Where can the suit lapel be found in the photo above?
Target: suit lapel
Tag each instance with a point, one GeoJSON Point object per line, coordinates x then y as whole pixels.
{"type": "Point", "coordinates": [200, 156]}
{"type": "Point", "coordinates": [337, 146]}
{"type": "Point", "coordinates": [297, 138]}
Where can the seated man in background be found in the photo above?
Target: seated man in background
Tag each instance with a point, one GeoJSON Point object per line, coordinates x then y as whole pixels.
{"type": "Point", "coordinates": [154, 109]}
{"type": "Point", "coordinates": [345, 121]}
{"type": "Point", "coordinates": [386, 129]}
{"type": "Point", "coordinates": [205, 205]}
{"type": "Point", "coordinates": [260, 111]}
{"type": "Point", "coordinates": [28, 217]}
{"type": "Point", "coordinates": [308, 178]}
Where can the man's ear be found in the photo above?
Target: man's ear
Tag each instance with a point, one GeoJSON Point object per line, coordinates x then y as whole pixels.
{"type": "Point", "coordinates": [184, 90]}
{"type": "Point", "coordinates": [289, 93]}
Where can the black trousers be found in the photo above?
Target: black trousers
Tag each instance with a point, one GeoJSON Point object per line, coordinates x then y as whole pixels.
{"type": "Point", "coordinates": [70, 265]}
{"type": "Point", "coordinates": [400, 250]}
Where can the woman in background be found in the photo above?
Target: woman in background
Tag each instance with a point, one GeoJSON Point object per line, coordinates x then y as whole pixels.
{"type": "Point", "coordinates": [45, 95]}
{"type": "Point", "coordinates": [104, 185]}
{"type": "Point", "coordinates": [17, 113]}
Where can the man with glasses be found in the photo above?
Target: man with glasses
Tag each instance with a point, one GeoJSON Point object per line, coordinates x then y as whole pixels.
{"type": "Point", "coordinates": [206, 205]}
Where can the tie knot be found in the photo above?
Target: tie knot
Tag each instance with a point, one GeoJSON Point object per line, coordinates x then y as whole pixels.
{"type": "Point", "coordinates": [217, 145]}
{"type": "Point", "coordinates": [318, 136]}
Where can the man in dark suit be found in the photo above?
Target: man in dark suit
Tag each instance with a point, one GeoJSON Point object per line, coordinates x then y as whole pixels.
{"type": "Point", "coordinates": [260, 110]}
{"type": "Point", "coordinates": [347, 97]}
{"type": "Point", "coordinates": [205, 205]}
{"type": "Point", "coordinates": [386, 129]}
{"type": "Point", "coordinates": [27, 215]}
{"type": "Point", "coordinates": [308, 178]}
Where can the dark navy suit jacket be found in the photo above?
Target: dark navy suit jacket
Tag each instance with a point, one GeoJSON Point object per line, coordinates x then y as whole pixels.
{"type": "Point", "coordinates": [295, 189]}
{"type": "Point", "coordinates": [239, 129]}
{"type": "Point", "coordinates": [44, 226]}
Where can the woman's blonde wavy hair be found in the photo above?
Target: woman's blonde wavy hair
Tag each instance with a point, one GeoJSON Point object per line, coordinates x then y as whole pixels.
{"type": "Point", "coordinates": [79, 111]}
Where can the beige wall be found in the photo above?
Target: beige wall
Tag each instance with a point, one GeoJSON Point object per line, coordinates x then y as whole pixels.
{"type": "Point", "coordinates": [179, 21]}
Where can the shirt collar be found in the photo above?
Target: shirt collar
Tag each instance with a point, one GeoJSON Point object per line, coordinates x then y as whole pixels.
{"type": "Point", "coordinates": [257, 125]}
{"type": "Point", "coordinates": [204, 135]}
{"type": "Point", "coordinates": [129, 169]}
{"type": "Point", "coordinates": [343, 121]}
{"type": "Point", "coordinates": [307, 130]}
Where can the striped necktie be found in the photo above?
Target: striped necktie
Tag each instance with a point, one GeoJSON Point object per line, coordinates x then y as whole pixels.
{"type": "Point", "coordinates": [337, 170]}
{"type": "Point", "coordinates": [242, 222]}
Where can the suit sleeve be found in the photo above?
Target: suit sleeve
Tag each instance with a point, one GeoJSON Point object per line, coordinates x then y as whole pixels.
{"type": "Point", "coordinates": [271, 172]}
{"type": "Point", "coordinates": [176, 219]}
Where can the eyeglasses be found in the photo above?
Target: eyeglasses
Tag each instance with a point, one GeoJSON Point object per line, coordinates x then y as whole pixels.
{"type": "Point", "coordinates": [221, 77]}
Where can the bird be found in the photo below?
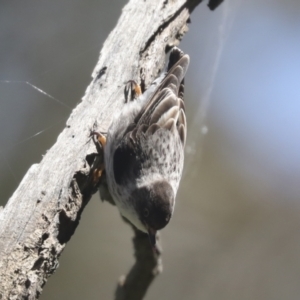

====================

# [INSTRUCTION]
Pick out and copy every line of the records above that contains the word "seated"; case is significant.

# [OUTPUT BELOW]
Where can the seated man in background be found in the photo above?
Target: seated man in background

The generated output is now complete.